**What you should do**. How many lines in the entries below contain the string "shrub"? Case matters; reply with the number only.

**Listing**.
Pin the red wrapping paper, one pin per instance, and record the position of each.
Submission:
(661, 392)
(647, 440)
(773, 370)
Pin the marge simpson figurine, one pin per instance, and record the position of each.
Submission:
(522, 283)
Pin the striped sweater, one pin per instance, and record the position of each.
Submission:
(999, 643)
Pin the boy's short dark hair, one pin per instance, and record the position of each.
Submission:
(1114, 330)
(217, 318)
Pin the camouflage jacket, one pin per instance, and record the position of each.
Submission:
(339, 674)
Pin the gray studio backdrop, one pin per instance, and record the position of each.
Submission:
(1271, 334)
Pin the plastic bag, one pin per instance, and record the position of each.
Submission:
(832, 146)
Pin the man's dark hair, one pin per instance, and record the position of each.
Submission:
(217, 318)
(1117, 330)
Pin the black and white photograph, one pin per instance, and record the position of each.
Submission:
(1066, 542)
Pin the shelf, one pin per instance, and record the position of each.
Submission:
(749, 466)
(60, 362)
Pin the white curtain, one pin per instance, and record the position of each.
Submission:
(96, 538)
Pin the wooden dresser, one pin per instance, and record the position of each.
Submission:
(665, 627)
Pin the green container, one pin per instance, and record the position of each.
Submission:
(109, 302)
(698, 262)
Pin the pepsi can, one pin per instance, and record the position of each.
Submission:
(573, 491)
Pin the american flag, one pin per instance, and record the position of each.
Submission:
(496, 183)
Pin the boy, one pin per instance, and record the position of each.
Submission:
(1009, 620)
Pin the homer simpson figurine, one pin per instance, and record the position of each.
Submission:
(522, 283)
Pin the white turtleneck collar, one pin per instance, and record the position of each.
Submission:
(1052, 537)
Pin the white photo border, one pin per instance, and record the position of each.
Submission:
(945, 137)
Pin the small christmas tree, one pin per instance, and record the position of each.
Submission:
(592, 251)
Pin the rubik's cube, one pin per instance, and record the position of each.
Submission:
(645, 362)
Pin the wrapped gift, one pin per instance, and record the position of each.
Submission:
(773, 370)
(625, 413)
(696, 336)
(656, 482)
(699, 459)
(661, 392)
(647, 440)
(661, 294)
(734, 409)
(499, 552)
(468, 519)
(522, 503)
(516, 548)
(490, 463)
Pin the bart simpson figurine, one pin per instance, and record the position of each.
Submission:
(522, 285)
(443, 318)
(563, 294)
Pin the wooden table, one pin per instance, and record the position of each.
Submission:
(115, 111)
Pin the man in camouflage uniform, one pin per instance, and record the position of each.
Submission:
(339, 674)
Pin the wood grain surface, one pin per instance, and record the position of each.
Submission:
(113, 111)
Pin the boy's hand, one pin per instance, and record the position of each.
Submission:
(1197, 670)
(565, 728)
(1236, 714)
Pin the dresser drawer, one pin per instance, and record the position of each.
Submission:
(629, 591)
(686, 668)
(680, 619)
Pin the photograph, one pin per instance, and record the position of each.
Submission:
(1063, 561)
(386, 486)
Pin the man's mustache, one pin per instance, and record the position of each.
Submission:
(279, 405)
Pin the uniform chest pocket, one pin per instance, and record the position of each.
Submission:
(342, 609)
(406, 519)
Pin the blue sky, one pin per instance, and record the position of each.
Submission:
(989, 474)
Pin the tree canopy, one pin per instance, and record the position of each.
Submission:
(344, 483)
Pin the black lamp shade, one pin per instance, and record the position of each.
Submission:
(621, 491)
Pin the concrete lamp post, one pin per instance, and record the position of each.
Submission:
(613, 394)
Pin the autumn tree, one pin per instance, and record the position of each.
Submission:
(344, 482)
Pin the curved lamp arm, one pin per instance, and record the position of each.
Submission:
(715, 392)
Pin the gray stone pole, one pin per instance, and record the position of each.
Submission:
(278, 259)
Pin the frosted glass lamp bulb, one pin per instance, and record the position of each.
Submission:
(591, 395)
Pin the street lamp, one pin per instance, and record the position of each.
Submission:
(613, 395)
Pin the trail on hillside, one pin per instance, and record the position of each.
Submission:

...

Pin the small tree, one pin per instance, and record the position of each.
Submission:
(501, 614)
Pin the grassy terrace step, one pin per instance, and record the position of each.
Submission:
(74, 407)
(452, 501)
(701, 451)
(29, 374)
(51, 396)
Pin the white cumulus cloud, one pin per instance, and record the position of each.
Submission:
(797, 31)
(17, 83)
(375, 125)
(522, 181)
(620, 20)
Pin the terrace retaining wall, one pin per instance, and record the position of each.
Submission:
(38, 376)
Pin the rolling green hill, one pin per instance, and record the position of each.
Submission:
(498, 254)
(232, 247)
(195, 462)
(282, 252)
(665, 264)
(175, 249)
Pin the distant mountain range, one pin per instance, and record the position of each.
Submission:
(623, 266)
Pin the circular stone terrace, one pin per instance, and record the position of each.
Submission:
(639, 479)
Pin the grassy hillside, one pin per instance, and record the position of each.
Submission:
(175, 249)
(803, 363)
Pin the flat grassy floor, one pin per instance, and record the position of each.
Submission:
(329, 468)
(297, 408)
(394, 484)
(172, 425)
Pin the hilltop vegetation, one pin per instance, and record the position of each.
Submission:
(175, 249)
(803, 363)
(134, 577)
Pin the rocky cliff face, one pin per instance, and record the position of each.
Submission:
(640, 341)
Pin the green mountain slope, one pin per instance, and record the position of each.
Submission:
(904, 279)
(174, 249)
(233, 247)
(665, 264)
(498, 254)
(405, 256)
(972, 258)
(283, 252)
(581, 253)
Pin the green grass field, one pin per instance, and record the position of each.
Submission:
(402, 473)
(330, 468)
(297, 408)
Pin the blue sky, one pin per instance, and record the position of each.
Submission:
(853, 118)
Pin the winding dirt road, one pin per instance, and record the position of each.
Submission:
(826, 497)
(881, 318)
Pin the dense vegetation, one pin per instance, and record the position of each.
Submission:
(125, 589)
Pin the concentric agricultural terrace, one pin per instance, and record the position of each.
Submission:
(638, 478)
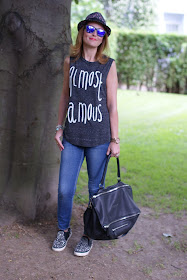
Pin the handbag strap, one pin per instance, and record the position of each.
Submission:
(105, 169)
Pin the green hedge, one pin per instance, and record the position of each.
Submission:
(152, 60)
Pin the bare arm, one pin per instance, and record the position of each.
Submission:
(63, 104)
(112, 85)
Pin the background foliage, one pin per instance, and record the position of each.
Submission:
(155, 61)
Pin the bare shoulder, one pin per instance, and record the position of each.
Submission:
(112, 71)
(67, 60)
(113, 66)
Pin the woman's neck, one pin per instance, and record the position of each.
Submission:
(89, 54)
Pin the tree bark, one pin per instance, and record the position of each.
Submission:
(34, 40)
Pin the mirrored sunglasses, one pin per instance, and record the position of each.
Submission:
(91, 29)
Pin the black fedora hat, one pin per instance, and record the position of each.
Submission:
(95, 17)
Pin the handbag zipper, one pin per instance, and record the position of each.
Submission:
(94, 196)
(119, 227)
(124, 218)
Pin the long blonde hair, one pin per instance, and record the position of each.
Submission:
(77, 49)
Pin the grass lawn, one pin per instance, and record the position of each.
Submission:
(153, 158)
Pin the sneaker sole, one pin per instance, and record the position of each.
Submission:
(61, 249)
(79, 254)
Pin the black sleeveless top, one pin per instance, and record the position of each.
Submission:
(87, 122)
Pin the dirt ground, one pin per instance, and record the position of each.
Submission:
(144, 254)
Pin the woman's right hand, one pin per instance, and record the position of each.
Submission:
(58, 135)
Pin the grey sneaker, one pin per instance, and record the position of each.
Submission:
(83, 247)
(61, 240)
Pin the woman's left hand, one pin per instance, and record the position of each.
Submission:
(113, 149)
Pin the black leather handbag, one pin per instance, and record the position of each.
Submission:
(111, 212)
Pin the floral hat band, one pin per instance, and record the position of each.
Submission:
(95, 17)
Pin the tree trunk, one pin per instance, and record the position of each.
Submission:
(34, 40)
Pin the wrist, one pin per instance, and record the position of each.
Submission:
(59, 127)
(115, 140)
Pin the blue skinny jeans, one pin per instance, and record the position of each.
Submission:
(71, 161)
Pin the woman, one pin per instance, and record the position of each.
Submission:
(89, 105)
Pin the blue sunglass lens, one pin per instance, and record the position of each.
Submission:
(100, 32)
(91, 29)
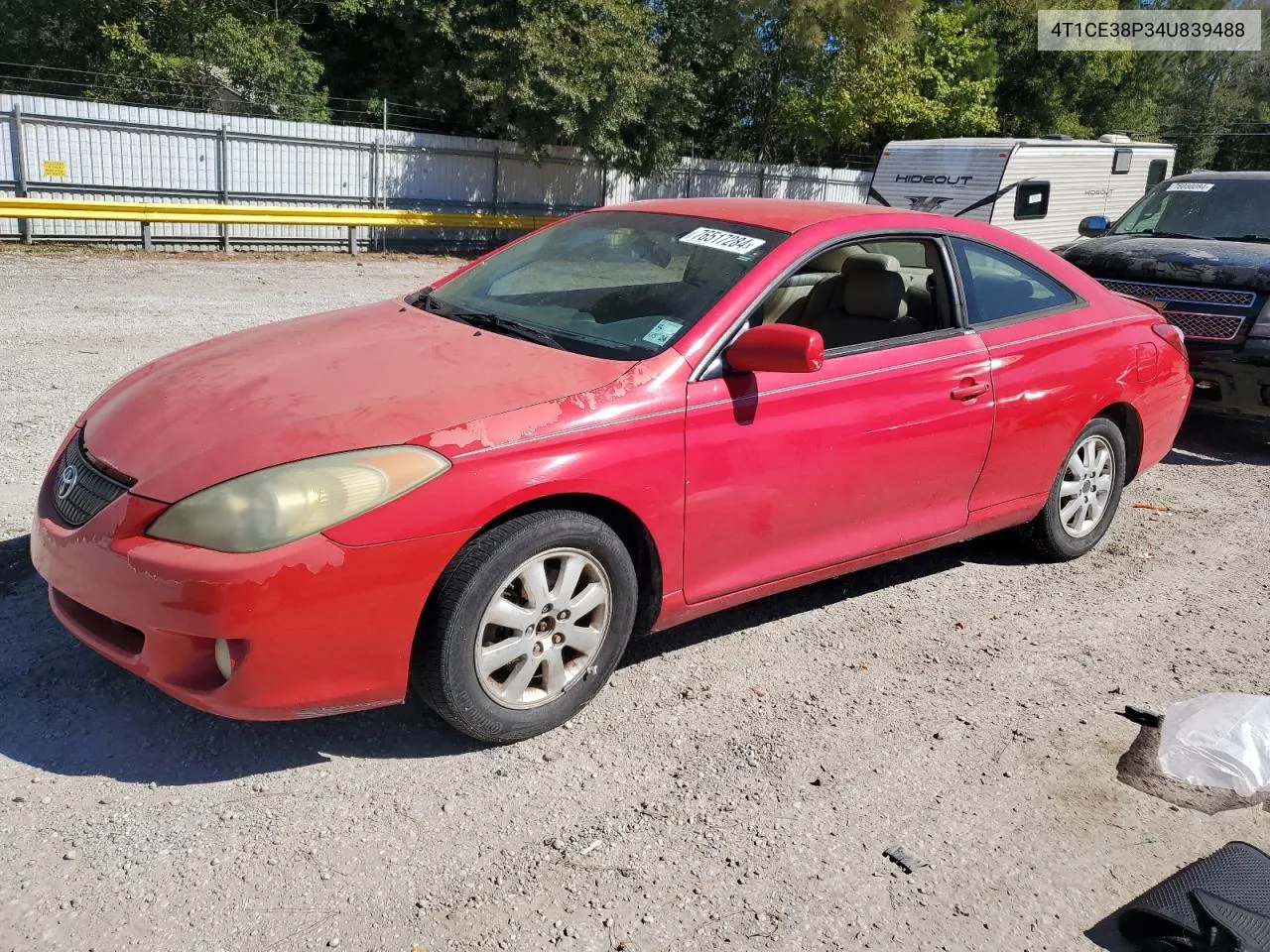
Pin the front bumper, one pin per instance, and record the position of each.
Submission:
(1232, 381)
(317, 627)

* * *

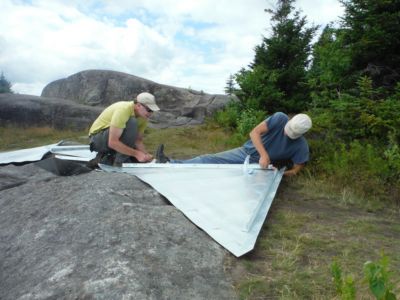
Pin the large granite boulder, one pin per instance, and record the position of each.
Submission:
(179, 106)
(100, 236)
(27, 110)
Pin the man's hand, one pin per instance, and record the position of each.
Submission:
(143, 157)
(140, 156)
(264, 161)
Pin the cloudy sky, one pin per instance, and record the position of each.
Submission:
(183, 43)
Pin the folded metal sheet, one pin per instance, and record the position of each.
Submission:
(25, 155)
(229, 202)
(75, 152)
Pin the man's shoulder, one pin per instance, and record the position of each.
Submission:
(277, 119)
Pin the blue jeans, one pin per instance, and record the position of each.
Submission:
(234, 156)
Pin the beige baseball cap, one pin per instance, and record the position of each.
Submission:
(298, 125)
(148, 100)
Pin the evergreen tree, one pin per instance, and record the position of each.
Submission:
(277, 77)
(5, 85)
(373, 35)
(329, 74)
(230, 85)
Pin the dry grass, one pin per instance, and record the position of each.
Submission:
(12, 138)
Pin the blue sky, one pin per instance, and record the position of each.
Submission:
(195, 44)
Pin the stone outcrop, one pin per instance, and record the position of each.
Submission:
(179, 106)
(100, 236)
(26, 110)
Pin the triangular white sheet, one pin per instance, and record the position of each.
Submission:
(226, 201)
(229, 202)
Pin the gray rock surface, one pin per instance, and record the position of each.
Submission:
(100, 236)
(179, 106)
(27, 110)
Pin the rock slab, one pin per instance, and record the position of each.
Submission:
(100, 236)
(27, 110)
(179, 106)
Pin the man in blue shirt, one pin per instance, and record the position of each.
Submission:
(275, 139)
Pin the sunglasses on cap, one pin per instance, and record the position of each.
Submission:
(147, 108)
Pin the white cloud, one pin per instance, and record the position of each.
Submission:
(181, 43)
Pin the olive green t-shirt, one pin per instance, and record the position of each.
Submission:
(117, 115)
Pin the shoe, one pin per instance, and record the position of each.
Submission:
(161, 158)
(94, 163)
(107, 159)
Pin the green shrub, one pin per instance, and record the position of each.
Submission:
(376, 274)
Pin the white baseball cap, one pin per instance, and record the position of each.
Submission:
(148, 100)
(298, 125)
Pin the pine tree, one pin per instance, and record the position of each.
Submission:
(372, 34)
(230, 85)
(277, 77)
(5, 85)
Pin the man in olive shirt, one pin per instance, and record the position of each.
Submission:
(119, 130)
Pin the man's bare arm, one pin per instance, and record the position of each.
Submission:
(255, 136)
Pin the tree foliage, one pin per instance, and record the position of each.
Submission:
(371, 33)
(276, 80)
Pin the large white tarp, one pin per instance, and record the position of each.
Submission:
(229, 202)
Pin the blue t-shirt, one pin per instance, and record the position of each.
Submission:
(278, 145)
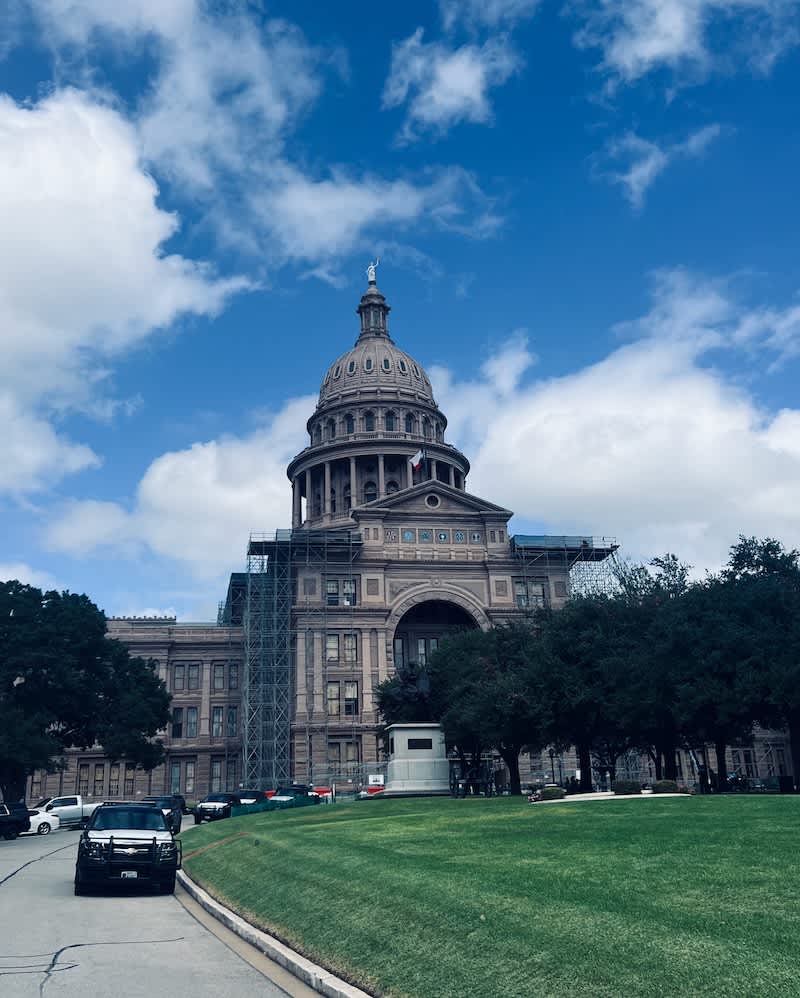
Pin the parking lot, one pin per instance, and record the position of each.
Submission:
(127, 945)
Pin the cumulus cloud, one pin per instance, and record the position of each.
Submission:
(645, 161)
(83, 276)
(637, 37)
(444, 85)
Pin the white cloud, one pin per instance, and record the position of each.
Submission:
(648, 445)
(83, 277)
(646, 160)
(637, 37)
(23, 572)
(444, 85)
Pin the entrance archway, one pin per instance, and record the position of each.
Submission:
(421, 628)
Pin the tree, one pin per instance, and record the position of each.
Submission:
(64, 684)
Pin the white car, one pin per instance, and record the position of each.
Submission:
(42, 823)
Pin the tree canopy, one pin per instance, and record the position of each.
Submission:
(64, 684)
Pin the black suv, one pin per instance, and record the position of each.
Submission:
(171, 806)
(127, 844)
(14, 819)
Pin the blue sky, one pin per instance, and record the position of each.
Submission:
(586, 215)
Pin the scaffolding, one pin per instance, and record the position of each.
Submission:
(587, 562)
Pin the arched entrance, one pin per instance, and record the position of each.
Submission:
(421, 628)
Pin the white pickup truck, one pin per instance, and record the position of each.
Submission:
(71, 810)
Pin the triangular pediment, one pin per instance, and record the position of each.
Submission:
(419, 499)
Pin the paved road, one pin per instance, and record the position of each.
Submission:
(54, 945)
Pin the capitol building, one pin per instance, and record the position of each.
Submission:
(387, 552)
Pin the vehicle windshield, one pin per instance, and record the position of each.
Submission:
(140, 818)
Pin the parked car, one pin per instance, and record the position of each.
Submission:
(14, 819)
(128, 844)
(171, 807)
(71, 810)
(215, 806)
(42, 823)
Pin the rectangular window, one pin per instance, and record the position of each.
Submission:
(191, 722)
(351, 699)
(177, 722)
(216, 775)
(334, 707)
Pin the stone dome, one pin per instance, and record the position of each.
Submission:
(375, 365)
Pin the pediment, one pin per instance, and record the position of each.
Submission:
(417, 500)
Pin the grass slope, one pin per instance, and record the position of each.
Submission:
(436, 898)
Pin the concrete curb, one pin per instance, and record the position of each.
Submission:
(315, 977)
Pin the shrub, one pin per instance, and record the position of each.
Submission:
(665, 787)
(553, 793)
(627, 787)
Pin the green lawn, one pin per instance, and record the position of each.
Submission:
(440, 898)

**Complete answer**. 2